§ **What you should do**: Scale the listing between the lines holding "One marker belongs on each instance of the front" and "[(245, 139)]", inclusive. Write out every line again, requests included, multiplying each point coordinate in the answers by 2.6 and rounding to whole numbers, with halves rounded up.
+--
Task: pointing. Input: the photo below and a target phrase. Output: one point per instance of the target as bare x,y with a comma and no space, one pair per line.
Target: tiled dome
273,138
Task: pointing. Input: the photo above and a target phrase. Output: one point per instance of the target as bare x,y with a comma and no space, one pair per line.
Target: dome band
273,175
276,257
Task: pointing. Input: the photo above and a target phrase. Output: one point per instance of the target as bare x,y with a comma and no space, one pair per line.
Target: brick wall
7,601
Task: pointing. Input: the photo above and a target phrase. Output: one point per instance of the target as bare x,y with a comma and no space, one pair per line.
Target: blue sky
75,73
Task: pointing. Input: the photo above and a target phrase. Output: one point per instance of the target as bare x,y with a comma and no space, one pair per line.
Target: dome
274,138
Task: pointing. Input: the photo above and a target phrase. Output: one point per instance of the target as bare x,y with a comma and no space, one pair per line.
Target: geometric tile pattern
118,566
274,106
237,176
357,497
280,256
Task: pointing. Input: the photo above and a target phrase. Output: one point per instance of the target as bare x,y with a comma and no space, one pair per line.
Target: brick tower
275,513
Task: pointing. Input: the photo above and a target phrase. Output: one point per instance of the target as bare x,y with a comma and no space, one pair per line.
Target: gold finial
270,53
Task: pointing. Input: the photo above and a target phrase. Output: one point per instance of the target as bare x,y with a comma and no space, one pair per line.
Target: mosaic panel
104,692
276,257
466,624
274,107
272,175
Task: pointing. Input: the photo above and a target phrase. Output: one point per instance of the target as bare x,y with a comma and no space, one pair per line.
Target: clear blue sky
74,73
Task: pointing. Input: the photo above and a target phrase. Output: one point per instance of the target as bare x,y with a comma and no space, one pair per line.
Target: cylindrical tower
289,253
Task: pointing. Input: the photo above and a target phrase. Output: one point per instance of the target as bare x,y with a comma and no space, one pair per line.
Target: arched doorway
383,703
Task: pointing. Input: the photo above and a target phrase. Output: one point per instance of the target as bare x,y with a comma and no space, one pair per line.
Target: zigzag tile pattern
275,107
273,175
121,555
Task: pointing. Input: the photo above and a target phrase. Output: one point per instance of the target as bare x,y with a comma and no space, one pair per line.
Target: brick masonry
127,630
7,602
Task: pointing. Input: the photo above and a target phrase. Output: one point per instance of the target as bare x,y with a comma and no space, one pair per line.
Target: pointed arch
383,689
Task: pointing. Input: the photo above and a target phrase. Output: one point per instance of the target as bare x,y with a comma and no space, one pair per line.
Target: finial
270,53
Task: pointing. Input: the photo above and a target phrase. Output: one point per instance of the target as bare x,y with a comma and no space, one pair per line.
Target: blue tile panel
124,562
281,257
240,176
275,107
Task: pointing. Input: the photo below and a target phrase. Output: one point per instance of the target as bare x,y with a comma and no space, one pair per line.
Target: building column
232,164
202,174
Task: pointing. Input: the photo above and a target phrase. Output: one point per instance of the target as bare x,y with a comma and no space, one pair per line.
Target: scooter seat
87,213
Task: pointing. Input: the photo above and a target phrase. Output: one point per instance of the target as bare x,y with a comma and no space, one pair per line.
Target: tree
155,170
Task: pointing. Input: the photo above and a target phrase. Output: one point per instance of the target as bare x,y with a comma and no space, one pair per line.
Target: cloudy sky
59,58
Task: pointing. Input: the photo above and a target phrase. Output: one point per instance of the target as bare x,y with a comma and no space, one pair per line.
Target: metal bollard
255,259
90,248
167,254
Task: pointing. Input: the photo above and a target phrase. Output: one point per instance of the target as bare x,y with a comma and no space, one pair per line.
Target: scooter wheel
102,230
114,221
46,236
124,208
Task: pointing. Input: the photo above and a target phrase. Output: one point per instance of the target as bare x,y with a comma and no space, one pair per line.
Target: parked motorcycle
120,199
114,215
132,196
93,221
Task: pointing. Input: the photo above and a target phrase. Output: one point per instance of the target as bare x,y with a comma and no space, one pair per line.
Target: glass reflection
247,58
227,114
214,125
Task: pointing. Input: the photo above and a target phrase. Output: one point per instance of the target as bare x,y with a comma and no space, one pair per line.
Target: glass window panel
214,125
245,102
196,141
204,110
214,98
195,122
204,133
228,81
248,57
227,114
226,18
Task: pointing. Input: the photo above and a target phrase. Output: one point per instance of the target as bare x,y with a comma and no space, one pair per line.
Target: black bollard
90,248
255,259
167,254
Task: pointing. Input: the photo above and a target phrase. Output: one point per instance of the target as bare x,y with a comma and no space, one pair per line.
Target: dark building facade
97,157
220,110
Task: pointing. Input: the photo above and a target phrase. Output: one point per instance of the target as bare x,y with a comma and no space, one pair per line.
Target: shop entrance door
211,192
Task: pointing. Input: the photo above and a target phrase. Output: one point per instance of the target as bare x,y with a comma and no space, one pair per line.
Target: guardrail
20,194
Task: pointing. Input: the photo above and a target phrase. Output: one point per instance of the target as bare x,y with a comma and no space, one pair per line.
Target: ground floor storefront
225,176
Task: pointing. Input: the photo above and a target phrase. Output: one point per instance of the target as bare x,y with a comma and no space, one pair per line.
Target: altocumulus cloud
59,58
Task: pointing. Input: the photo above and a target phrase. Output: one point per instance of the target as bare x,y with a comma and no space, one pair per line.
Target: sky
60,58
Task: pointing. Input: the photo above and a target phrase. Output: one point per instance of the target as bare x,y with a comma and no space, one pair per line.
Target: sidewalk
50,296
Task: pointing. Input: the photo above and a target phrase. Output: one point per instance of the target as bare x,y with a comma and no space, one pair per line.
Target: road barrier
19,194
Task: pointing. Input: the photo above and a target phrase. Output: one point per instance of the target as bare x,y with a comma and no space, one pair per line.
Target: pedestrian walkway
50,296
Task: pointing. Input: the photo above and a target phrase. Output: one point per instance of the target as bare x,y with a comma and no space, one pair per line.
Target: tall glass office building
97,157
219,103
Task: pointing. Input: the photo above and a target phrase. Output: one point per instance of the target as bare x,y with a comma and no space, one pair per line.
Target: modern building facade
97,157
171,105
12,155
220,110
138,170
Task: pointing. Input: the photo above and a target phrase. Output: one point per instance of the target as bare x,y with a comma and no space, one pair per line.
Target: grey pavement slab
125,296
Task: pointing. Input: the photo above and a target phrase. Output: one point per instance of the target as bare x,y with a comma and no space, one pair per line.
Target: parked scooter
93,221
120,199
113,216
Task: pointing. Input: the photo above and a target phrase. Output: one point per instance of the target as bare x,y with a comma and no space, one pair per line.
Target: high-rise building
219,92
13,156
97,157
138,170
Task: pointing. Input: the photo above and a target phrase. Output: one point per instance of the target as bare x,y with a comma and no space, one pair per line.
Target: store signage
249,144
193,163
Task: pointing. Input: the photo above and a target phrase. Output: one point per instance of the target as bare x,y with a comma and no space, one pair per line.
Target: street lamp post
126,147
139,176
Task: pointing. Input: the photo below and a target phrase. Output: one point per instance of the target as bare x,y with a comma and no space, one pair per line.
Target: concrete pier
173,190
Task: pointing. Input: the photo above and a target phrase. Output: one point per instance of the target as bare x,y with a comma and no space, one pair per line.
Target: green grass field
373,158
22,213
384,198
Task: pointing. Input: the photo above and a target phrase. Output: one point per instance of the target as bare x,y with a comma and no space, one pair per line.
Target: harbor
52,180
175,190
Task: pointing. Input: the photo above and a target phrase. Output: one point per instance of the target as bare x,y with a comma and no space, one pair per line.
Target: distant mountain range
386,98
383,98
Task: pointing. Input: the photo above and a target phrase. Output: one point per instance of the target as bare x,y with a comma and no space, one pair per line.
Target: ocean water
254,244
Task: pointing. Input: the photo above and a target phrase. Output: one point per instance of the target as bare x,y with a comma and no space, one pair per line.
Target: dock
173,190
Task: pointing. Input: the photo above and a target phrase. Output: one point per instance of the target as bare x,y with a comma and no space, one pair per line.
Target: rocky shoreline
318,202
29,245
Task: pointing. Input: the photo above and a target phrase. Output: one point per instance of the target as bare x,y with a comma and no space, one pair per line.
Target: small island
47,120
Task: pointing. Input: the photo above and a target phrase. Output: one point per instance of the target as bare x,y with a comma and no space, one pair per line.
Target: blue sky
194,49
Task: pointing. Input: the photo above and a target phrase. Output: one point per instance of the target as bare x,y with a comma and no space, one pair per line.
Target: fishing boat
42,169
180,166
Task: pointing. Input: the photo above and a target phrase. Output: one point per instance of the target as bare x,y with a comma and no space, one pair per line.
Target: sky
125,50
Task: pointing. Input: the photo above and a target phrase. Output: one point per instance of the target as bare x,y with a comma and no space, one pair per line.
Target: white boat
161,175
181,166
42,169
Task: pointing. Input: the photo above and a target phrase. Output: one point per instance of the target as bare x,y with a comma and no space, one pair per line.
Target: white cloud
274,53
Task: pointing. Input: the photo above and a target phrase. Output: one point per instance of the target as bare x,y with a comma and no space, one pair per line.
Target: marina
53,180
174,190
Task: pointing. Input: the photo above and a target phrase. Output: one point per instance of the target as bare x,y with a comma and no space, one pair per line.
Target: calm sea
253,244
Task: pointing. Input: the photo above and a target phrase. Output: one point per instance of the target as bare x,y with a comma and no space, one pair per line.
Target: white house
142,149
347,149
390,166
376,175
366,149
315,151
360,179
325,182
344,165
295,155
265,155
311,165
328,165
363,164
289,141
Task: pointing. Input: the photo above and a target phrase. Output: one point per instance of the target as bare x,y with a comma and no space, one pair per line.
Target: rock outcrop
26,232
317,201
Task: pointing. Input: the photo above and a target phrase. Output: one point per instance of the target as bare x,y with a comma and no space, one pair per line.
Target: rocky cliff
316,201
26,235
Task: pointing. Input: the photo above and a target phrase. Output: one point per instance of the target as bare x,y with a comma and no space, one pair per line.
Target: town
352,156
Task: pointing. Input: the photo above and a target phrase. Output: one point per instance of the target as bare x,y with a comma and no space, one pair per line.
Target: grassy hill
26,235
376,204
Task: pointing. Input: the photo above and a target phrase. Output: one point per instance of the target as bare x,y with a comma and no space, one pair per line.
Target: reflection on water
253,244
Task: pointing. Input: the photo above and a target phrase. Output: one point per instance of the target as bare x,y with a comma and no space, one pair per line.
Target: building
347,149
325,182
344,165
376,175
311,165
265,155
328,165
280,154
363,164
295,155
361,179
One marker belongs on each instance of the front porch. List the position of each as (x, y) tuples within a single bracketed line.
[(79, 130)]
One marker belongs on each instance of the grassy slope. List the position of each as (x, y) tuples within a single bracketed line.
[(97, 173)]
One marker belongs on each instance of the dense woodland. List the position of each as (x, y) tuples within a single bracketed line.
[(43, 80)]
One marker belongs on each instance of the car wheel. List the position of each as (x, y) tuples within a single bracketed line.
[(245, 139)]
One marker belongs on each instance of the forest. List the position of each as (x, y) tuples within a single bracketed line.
+--
§ **Answer below**:
One marker belongs on each instance of the front porch. List the position of each as (x, y) tuples within a single bracketed line.
[(205, 338)]
One marker belongs on each instance of the grassy slope. List the position of each as (x, y) tuples within a single bracketed line.
[(252, 450)]
One marker belongs on each instance of the dense woodland. List the position of each as (x, y) tuples within a single bracketed line.
[(112, 208)]
One marker belongs on each instance of the car wheel. List the position of each as (x, y) tuples within a single bracketed line.
[(637, 361)]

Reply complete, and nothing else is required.